_Exercise_:
Reproduce the lines below, substituting "Indicate every occurrence" for every occurrence of "Mark each instance" and leaving everything else unchanged. Omit the pictures from your reply.
Begin Record set
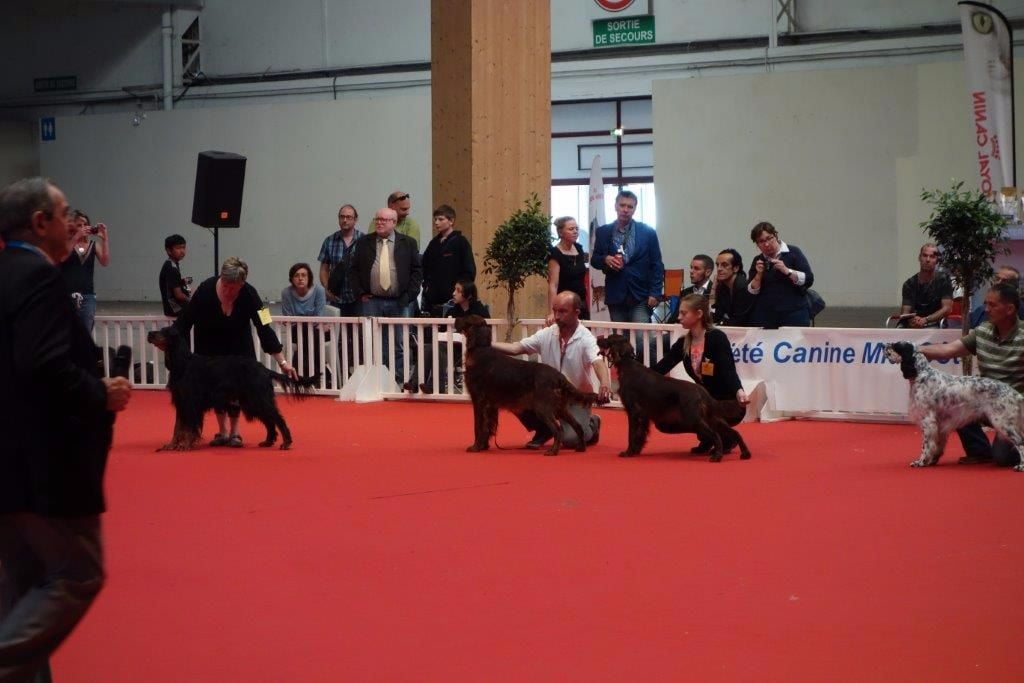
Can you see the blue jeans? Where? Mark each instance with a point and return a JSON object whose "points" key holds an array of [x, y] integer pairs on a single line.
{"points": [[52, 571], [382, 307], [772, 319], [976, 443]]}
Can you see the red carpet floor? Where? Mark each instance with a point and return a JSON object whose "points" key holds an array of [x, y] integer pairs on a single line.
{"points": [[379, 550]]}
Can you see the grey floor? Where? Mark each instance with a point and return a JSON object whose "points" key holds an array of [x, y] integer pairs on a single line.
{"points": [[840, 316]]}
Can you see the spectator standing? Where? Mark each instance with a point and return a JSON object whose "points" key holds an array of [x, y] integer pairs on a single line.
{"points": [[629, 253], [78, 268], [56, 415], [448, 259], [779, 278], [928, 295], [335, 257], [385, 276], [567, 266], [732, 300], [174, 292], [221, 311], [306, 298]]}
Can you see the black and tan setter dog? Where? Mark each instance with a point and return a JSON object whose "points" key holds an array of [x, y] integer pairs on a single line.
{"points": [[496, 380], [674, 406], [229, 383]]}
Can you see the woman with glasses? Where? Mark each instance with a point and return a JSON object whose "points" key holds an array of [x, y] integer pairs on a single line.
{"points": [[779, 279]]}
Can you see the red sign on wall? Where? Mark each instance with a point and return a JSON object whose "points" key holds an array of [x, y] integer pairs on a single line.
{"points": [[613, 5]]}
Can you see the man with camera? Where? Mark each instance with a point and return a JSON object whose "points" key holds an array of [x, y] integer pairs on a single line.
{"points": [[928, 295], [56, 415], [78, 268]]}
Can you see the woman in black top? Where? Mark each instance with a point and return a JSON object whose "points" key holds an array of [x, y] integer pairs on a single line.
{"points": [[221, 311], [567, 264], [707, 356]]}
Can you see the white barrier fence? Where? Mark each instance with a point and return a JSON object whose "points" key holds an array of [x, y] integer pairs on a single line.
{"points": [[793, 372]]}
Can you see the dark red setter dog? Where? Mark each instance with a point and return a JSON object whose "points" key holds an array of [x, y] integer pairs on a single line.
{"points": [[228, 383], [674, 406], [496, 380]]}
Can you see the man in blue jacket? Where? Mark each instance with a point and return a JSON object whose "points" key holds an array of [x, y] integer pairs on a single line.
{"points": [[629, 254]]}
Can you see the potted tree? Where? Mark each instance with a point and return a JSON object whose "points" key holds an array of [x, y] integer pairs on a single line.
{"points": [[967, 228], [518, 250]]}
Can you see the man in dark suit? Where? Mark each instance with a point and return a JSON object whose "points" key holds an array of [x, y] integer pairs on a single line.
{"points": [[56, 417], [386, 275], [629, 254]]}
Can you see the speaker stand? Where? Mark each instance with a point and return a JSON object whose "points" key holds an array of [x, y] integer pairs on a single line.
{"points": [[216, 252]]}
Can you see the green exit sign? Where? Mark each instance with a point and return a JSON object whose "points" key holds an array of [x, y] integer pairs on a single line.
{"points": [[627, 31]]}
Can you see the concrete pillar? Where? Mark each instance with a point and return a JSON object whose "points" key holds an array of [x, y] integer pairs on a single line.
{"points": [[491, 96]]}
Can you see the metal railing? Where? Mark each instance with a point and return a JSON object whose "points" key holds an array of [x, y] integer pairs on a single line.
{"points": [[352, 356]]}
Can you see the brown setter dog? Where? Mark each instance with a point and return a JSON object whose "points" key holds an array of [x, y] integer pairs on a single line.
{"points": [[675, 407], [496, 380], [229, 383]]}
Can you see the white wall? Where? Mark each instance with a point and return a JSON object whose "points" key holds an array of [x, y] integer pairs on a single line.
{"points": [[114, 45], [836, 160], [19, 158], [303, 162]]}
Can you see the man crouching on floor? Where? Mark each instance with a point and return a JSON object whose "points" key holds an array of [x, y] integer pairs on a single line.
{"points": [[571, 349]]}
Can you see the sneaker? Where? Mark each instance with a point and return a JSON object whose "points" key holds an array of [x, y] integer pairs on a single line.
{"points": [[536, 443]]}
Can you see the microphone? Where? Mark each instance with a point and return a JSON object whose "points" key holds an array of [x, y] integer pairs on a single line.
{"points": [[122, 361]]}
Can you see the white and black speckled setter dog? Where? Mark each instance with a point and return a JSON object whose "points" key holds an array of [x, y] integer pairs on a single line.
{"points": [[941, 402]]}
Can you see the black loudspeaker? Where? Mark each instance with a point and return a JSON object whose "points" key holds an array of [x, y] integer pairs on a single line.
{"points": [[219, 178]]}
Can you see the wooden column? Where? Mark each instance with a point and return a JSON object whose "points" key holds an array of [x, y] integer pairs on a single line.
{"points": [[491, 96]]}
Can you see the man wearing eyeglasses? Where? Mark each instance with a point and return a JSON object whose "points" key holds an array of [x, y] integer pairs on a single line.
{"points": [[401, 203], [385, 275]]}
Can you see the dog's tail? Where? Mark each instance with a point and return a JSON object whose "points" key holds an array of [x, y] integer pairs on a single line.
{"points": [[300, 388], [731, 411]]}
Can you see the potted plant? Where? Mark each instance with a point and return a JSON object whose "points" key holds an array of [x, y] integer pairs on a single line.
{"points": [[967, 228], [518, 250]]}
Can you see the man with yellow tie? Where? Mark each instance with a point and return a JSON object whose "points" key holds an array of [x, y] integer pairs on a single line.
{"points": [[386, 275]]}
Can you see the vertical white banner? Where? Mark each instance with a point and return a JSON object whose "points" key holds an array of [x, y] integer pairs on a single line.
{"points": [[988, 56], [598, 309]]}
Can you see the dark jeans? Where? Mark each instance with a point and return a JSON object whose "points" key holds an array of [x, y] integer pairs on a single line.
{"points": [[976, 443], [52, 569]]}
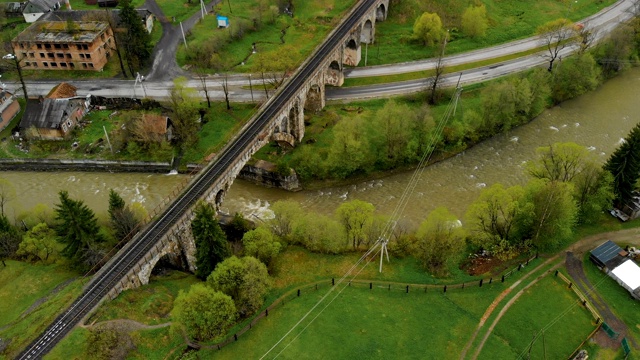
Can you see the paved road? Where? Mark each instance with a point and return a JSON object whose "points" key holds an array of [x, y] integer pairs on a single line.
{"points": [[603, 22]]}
End Record set
_Full response_:
Can you see the blue jeans? Where? Indicate every occurrence with a point and return a JSON object whose "points" key holds an array of [x, y] integer pairs on a single line.
{"points": [[52, 571], [382, 307], [772, 319], [976, 443]]}
Can you see the red carpet floor? Where? Indicate every occurrence with a point and return a JSON object whose "points" key holds an array of [x, y] integer pairs on a single line.
{"points": [[379, 550]]}
Can you see the grey floor? Where? Indicate every occurrence with a point and return a JSON object whose "points" key holds an array of [x, y] integer pairs on a single line.
{"points": [[840, 316]]}
Can you see the spectator standing? Where? Indicate every occurrence with a point and return a JSON object whose "points" key holds an array of [x, y] integer pairs on a single line.
{"points": [[629, 253], [78, 268], [56, 415], [448, 259], [779, 278], [928, 295], [335, 257], [385, 276], [567, 266], [732, 300], [174, 292], [221, 311], [306, 298]]}
Can you see the black and tan setter dog? Where? Indicate every occurrence with a point and return a JSON object whose "points" key holds an array of [x, y] integer pairs on a single line.
{"points": [[496, 380], [674, 406], [229, 383]]}
Can you see the woman with glasses? Where? Indicate every occurrence with a point and return a JSON object whose "points" key holds an array of [x, y] integer pairs on a single line.
{"points": [[779, 279]]}
Can you see the red sign on wall? Where? Indicate every occurrence with a point and return a JSON object whose "points" key holds an array of [x, y] integer pairs on a single line.
{"points": [[613, 5]]}
Can you see the man with camera? Where? Indicate every occurrence with a point and return a JSON object whose "points" key holds an array of [x, y] integer pairs on a single line.
{"points": [[928, 295], [56, 415], [78, 268]]}
Can you see the woman in black top? Where? Indicate every occurrence with a point and return a JSON object whose "points" key holds an array of [x, y] integer pairs on a single line.
{"points": [[221, 311], [567, 264], [707, 356]]}
Can you see the white barrier fence? Where? Indicate every occurrence with a point and return a JSON object whose "points" key holds an array of [x, y] integer pairs on a single line.
{"points": [[793, 372]]}
Can you see the dark red setter dog? Where? Indicate every occurrence with a point and return a JSON object whose "points" key holds an array of [x, y] integer pairs on a single line.
{"points": [[228, 383], [674, 406], [496, 380]]}
Can you see the man in blue jacket? Where? Indicate every occurrence with a point and return a JSON object whose "points" key holds an array of [x, y] integer pairs on a single line.
{"points": [[629, 254]]}
Can you see the potted tree? Where? Indicate every occurrence with a point and return a JSON object whose "points" key holds an array of [x, y] integer pairs on a single line.
{"points": [[967, 228], [518, 250]]}
Can you see the man in dark suit? Where? Indicate every occurrence with a point and return a JSON object whose "points" key holds an array of [x, y] integer pairs on a single line.
{"points": [[56, 417], [386, 275], [629, 254]]}
Can you see the speaker stand? Where? Indicate every occurrence with a point and return a JSON object whose "points" key holds an array of [x, y] integer pairs on a single line.
{"points": [[216, 252]]}
Can you see the green exit sign? Where? Indicate every occurrence with a point and return a JSON object whose "points" key holds an array of [x, y] integer pairs on a single line.
{"points": [[627, 31]]}
Can you see the concrete pillar? Where? Indicate every occurrence with a point and return a JSON object whose "points" key holds an array of [x, y] integer pairs on a single line.
{"points": [[491, 96]]}
Can you see the metal railing? Where? Indicate every occurrence with a point and return a JSON object whose "points" key holds an array of [x, y] integer pairs on a single line.
{"points": [[352, 356]]}
Can you see the brown setter dog? Where? Indicate every occurrence with a point and return a JSON object whose "points" key holds an array of [x, y] integer pairs on a single line.
{"points": [[675, 407], [496, 380], [229, 383]]}
Can you see the white wall? Where? Indicate every occurrence with a point and return a JSON object whose "points" key holds an array of [x, y] integer pairs on a single line.
{"points": [[114, 45], [836, 160], [19, 158], [303, 162]]}
Can you see the man crouching on floor? Where? Indicate every occurrence with a point and return a JSON object whose "points" key holds an array of [x, y] integer pairs on a single line.
{"points": [[571, 349]]}
Can you see the sneaker? Where? Indicate every occurrence with a point and return a JSON object whose "points" key holds an array of [x, y] integer pairs on a single line.
{"points": [[536, 443]]}
Can you see the microphone? Where? Indicate every occurrence with a point and return a JSON object whose "points" key holds an array of [x, y] integer pairs on a single line.
{"points": [[122, 361]]}
Can you see the white and black speckled setter dog? Where? Indicate every occurrence with a point and return a JSON object whose "points" key holds an array of [x, y] integer pairs on a single line.
{"points": [[941, 402]]}
Can you see the black loudspeaker? Where? Indicate every occurrence with a point and return a JSON object whose "points" key holds an array of [x, y] integer pairs on a single line.
{"points": [[219, 178]]}
Can you see the wooden column? Where? Indicate every occurrence with a point and return a JSON object whose "points" key holds an array of [x, y] integer pairs on a single line.
{"points": [[491, 96]]}
Can you see the man wearing eyeglasses? Where? Indicate every occurrence with a point and return a JSON object whose "points" key holds an array of [x, y] integer pairs on a single line.
{"points": [[401, 203], [385, 275]]}
Can you see the dog's tail? Where? Indicate every occurrence with a point and return a JSON object whose "points" key holds an array of [x, y] integer pairs on a single line.
{"points": [[300, 388], [731, 411]]}
Can you see the potted plant? Where? Indicate every occurrence with a point and return a JSON object whose "points" key holds an array of [x, y] integer pairs on a single line.
{"points": [[967, 228], [518, 250]]}
Can you see the man with yellow tie? Where? Indicate every occurrence with a point and return a JSON object whose "points" key holds an array of [x, y] integer pairs on a single line.
{"points": [[386, 275]]}
Can you see the vertical white banner? Where? Indicate every occurrence with a point and return a JSON object whose "points" key holds an array of [x, y] integer pairs on a single line.
{"points": [[988, 56], [598, 309]]}
Can you see the dark jeans? Where? Indicate every occurrence with a point and return a JSON object whose "points" key holds an array of [x, y] integer pairs on a single line.
{"points": [[976, 443], [52, 569]]}
Can you see the paved road? Where? Indicate every occurrence with a point and return a JSON object whose "points" key holds an array of [x, y] integer pairs on a single line.
{"points": [[603, 22]]}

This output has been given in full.